= Exercise requirements =
Retype exactly the lines that run from the line with "Tag every instance of the small" to the final line of the entries, keeping both ends and nothing else.

[START]

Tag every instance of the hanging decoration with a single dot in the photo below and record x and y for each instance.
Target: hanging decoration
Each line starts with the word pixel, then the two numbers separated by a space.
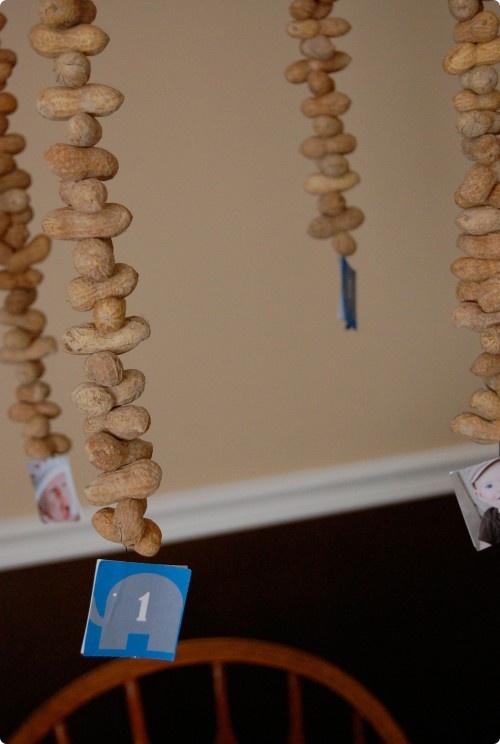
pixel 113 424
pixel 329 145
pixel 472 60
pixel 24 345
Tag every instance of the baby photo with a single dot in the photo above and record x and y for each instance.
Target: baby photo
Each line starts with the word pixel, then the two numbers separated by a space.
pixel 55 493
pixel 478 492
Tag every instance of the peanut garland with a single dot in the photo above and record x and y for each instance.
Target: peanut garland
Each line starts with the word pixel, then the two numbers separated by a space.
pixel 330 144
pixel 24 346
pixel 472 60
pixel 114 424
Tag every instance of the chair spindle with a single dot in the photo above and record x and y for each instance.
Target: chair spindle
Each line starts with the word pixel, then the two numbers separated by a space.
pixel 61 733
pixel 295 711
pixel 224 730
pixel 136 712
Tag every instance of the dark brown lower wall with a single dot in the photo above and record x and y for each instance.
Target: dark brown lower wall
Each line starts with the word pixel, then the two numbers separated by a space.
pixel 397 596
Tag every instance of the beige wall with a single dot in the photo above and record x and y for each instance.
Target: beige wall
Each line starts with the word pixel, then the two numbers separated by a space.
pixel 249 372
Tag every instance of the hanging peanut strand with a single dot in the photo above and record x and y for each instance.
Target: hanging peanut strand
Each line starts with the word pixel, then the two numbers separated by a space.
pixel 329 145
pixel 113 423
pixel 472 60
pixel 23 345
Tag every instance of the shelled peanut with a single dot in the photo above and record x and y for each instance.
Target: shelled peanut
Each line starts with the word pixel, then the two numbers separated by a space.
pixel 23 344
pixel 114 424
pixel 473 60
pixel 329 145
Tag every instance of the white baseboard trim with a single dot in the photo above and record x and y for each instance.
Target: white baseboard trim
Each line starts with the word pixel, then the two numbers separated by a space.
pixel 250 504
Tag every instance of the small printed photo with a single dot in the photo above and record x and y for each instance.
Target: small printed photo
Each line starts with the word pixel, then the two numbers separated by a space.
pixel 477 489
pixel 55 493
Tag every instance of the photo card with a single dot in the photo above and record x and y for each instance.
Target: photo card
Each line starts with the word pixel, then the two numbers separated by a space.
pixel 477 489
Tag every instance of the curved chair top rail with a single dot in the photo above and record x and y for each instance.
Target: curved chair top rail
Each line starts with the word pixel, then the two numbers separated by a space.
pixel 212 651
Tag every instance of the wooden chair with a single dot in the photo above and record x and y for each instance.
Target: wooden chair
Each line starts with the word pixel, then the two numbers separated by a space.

[END]

= Exercise answer =
Tag every instance of the small printed photo with a single dot in the photo above and record x and y for each instance.
Target: small printed photo
Each line starts with the word pixel, then the two numbers separated by a space.
pixel 477 489
pixel 55 493
Tag every instance of the photo card with a single dot in the photo above and record x and y for each instance.
Target: photo card
Each line starts with the word pixel, then the two numbers separated by a space.
pixel 477 489
Tag every instance of the curved chair top rail with a single dot in the photo above and record x and y for each instance.
Target: curved chair top rail
Each line starts with the word pixel, then the two numbers separated by a space.
pixel 212 651
Tag every instance of the wooden chair with a single dot in the photo above and record x and y for each instance.
Target: wooden chair
Each line starts with the word pixel, then the two numbers separated by a space.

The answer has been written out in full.